*Text passage*
*** Block opens ***
It is possible to use the concept of a dataflow graph to expose parallelism in hybrid classical-quantum algorithms. The graph may be constructed either implicitly or explicitly. It can also be present within the runtime either explicitly as a graph in a graph storage format or implicitly as a sequence of tasks the runtime is to execute. The compiler or pre-processing step can extract a dataflow representation, and the runtime can store the currently executing program to maximise the availability of circuit-level parallelism.
A possible implementation is that the dataflow graph can be automatically extracted from an implementation of a quantum algorithm that uses a feature of the language called “futures”. Futures are also referred to as promises or async functions in other implementations. Futures replace the return value of a function call with a future object that represents the eventual value of that call. After calling a function that returns a future, the runtime (a) records that this call should be performed in the future as a task and (b) provides the calling function with a unique object that will be filled in by the eventual call. To use this mechanism to expose circuit level concurrency, the function that requests a circuit to be run on the QPU should be provided by the runtime as an asynchronous function returning a future. The function that requests a circuit to be run on the QPU can be called a QPU run function. The call to the QPU run function may take 2 arguments: (a) the circuit to evaluate, and optionally, (b) a repeat count for efficiently performing repeated measurements of the same circuit.
As part of this execution the runtime will generate a unique identifier for the request and construct a future object, using the identifier to associate the future object with the requested circuit. The runtime may then immediately resume the algorithm starting immediately after the call to QPU run. The algorithm may then perform 1 of 3 possible operations.
1. The algorithm may proceed to make further calls to QPU run, resulting in the creation of further future objects.
2. The algorithm may perform classical processing on existing data, and this would form part of the same classical computational node. The algorithm designer may choose to make calls to QPU run as soon as it is known they are required, to expose concurrency as soon as possible or to simplify the algorithm design.
3. The algorithm may perform classical processing on a future value. This indicates the end of a single dataflow node, as the circuit future must be resolved before this processing can be performed.
Another possible implementation arises as a user may explicitly construct a dataflow graph for an algorithm. The user creates a graph object. They can add nodes to the graph object by providing a function that implements that node (node body function). The user can also provide structural information on the input and output edges, forming an explicit graph.
*** Block closes ***
*Data to examine*
*** Block opens ***
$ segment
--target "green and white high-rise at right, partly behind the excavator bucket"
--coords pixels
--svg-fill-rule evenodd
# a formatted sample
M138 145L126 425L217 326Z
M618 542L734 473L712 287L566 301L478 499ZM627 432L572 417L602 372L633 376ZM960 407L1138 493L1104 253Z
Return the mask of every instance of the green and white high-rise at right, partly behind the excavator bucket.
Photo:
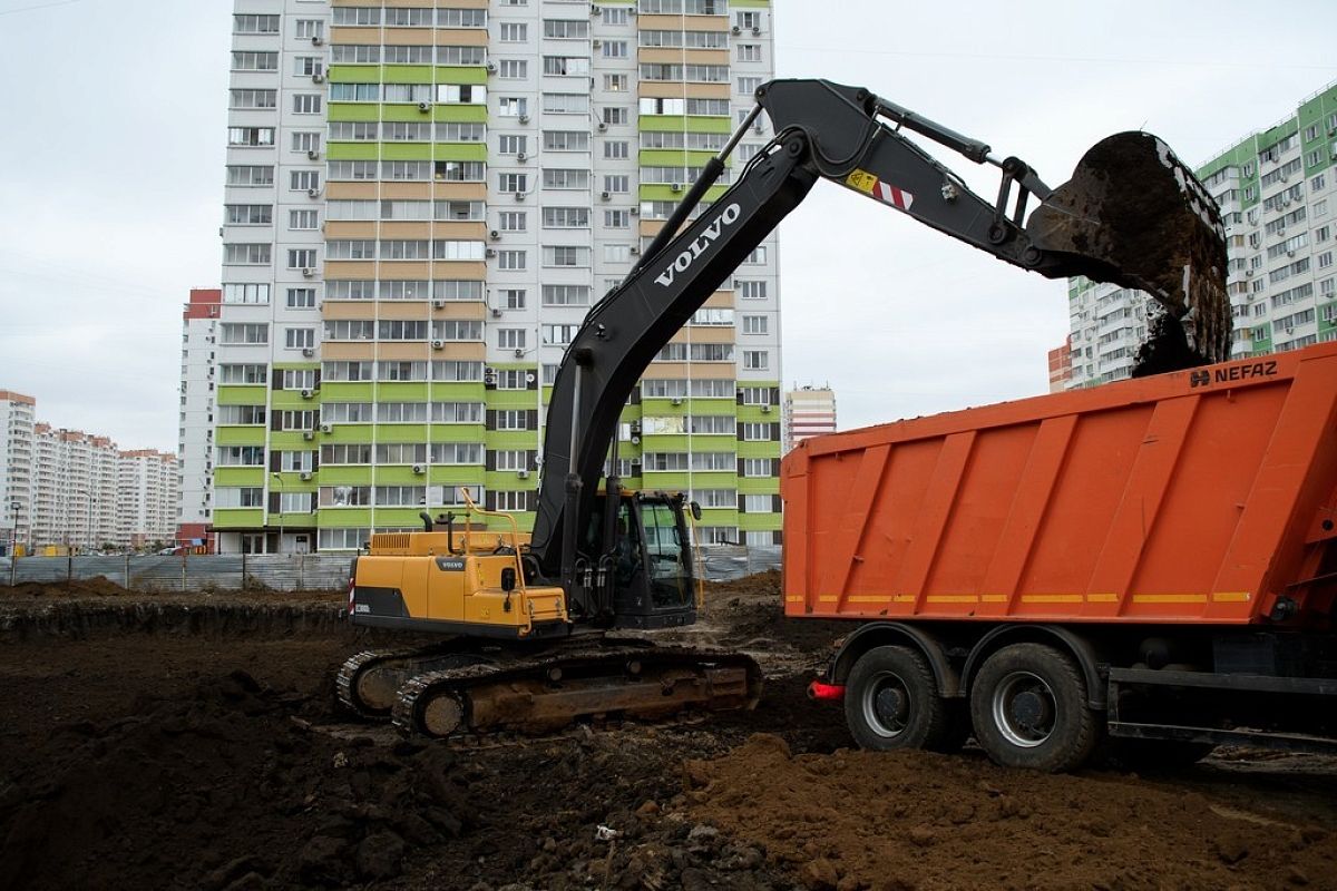
M1294 115L1198 168L1226 224L1235 357L1337 337L1334 164L1337 84L1329 84ZM1068 386L1126 378L1146 335L1148 307L1142 291L1071 279Z

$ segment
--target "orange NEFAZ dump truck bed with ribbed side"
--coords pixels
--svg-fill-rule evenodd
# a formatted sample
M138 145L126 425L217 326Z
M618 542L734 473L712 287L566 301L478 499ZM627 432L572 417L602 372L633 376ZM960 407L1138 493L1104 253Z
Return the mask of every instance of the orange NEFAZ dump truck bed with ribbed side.
M808 439L785 612L1304 621L1332 606L1334 492L1333 343Z

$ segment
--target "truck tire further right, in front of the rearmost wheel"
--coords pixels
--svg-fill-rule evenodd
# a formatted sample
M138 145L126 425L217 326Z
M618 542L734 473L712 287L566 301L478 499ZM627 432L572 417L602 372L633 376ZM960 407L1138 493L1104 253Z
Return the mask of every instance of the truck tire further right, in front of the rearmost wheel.
M1082 672L1044 644L1012 644L984 661L971 683L971 721L976 741L1003 767L1071 771L1096 743Z

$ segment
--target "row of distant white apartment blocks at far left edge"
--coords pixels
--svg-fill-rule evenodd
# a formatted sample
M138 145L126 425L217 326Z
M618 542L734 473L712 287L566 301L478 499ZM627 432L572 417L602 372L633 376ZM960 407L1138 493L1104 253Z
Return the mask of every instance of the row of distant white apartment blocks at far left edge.
M0 545L96 550L170 542L176 456L122 452L108 437L36 421L36 399L0 390Z

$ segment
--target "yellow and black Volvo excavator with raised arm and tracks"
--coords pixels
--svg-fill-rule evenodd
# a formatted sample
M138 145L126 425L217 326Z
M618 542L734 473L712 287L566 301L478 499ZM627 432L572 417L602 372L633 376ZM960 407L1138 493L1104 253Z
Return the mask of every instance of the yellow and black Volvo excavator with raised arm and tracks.
M697 620L699 508L682 493L628 489L610 468L622 409L655 354L820 179L1023 270L1148 291L1163 317L1139 355L1142 370L1229 358L1221 216L1155 136L1110 136L1068 183L1050 188L1020 159L999 159L985 143L862 88L775 80L755 99L567 349L532 536L513 520L507 532L484 532L488 512L469 504L463 517L424 512L421 532L374 534L353 561L354 624L440 636L425 648L349 659L336 687L357 715L448 737L757 703L762 679L750 657L652 643L655 629ZM763 112L775 138L706 204ZM905 131L997 168L996 199L972 192Z

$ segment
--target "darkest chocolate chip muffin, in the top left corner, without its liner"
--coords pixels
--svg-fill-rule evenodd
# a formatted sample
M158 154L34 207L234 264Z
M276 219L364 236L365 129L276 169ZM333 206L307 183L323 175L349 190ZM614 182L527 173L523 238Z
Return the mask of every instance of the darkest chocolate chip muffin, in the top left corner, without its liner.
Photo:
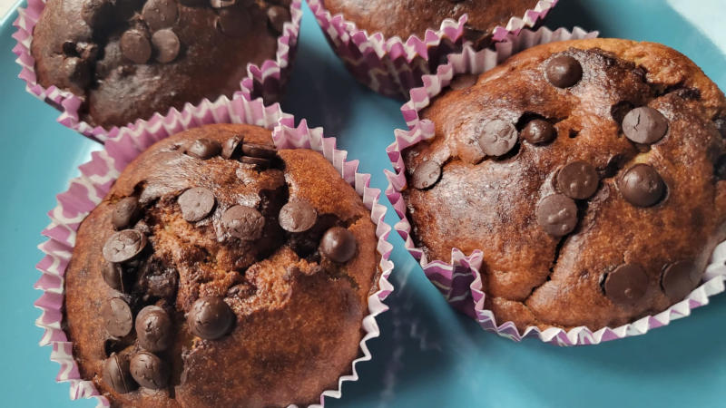
M275 59L289 0L49 0L34 28L37 81L73 92L110 128L231 96Z

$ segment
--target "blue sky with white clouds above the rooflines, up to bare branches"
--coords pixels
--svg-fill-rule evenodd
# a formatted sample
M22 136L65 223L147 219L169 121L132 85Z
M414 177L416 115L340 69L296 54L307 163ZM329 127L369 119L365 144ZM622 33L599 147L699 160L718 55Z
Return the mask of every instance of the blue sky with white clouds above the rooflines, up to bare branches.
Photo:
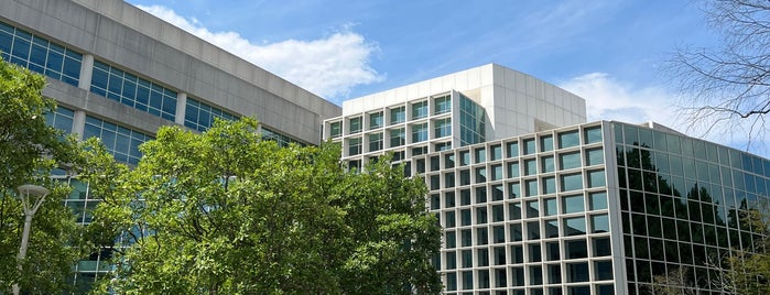
M584 97L588 120L695 136L661 67L677 47L718 44L688 0L128 2L338 105L496 63ZM741 149L731 131L706 139Z

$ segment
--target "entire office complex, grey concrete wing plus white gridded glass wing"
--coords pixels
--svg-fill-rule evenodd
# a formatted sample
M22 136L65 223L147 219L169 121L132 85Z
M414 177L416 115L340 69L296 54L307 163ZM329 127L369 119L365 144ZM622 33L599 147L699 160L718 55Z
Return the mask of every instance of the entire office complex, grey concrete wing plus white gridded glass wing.
M52 125L128 164L161 125L241 116L281 143L339 142L351 170L393 153L430 188L447 294L646 294L660 275L705 293L714 263L752 249L741 217L770 190L767 159L654 123L586 123L582 98L499 65L339 108L118 0L1 0L0 52L47 77ZM64 203L87 223L98 200L69 181ZM87 289L109 255L73 283Z

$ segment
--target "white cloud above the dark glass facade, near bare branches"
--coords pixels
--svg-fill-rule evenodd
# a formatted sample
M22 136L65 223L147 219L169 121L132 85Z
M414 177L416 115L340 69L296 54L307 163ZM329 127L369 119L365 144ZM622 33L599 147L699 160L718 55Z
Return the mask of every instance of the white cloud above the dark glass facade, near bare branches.
M714 117L693 121L682 109L688 100L660 86L640 87L614 79L606 73L590 73L564 81L558 87L586 99L588 121L653 121L687 135L739 150L749 149L760 155L768 152L761 138L749 138L752 134L749 121L726 122L717 121Z

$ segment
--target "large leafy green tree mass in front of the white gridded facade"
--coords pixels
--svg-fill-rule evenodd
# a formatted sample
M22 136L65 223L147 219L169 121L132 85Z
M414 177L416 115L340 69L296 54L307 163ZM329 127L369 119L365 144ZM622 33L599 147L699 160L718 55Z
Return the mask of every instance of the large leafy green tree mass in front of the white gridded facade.
M257 122L162 128L127 171L84 172L111 229L121 294L438 293L426 188L389 161L347 173L339 148L262 141ZM91 162L109 162L93 157ZM104 232L104 231L100 231Z

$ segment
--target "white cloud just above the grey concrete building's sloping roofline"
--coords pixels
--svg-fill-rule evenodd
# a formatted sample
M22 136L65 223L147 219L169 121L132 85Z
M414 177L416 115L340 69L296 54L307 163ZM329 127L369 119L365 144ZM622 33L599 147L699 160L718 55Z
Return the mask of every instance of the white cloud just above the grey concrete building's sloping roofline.
M318 40L256 44L236 32L212 32L196 19L185 19L162 6L139 8L337 103L353 87L383 79L369 66L377 44L350 28Z

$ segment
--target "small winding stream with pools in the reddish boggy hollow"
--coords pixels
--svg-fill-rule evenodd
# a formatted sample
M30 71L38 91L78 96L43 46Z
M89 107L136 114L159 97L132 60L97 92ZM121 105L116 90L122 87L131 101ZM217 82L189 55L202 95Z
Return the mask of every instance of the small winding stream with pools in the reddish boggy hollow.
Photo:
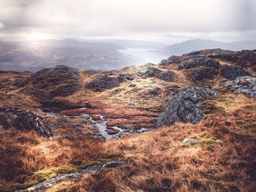
M81 109L85 109L85 108L81 108ZM42 111L40 108L37 108L37 110ZM56 115L61 115L59 114L59 112L43 112L45 114L46 117L56 117ZM140 129L124 129L124 128L120 128L118 126L113 126L113 127L108 127L106 126L106 123L108 122L108 120L106 120L104 118L104 116L99 115L100 120L93 120L91 118L91 115L83 113L81 115L74 115L74 116L67 116L67 115L61 115L62 117L75 117L75 118L87 118L89 119L89 122L91 124L94 124L98 130L99 130L99 134L102 135L102 137L104 137L106 140L109 139L114 139L114 138L119 138L122 136L129 136L129 134L132 133L142 133L143 131L151 131L152 128L140 128ZM115 129L118 130L117 134L108 134L108 132L111 129Z

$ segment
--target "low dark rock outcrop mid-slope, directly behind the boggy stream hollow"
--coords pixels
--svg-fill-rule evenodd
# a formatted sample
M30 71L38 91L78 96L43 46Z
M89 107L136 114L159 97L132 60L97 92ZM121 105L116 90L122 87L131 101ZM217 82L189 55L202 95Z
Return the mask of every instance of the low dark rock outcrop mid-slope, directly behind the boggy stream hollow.
M116 88L121 82L124 81L125 79L122 75L118 75L118 77L110 77L108 75L104 75L102 77L97 78L96 80L88 82L86 84L86 88Z

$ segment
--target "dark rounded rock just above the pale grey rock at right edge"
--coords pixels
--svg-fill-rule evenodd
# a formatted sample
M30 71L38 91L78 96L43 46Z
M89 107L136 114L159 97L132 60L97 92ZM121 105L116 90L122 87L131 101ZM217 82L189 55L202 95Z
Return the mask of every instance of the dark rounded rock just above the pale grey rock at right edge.
M245 72L241 66L223 66L221 69L222 77L227 80L236 80L236 77L249 76L248 72Z

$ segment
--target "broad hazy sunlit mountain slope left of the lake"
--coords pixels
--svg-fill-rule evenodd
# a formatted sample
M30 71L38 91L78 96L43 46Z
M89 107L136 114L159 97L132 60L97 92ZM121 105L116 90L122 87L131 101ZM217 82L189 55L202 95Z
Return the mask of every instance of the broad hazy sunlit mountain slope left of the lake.
M83 42L73 40L49 40L49 42L53 44L0 42L0 70L35 72L56 65L112 70L146 63L139 58L119 53L99 44L83 46Z

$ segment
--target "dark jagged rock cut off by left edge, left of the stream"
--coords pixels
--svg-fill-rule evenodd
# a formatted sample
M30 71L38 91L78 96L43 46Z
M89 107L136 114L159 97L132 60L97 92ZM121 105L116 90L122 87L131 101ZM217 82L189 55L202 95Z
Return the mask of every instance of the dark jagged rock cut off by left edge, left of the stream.
M20 130L37 131L42 137L53 137L53 132L41 117L18 107L0 107L0 123L5 128L13 126Z

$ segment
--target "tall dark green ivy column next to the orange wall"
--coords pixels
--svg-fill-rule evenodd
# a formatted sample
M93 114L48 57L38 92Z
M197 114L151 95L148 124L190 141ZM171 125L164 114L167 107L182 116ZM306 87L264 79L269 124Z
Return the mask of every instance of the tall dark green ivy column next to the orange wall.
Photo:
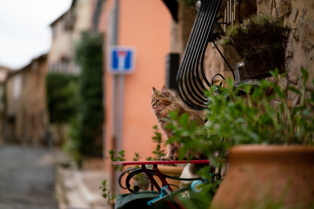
*** Block closes ***
*The task*
Pick up the passage above on dataflow graphs in hybrid classical-quantum algorithms where it stops, and keep writing it.

*Exercise response*
A user may provide the structural information in the following way. To add a node to the graph, the user will call a function (graph_add) passing the function to executed in the node and the number of distinct circuits it will request. The number of circuits to be requested is required to enable references to those circuits to be created. This graph-add function will return to the user an array of references for the requested circuits (outgoing edge references), equal in number to the number of circuit requests. These references may be used in future calls to graph_add to specify the incoming circuits that a node may make use of. By making use of the references to circuit requests (edges), the full dataflow graph for the algorithm can be defined before it is run.
To permit data-dependent control flow, a node may also be able to call the graph-add function. This allows adding nodes dependent on the result of prior circuit evaluations, enabling adaptive algorithms such as accelerated VQE. By construction this ensures that the dataflow graph is a directed acyclic graph, as nodes can only refer to each other by means of the circuit edges. As a reference is only available after the node that triggers the edge has been added to the graph, it is not possible for the programmer to create loops. Ensuring the graph is a directed acyclic graph means it is always possible for the runtime to make forward progress running the program. Once this graph has been explicitly created, it can be executed by a runtime as before.
The following text shows an example code and compilation extraction.


def VQE(ansatz, measurements):

	E = θ
	accuracy = float(′inf’)
	trial_state = random( )
	white accuracy > TARGET:

for pauli in measurements:

future_samples[pauli] = sample(ansatz(trial_state), pauli)

	samples = gather(*future_samples)
	E, accuracy, trial_state = optimise(E, accuracy, trial_state, samples)

async def sample(circuit, measurement):

	value, error = θ, float(′inf′)
	while error > target:

	sample = await QPU.run(circuit, measurement, shots=SHOTS_PER_REQUEST)
	value, error = update(value, error, sample)

	return value

The above code shows how a quantum algorithm has been expressed using asynchronous functions such as in a dataflow graph fashion. It is important to note that the dataflow graph generated is a subset of asynchronous function calls: only QPU run calls correspond to edges in the graph.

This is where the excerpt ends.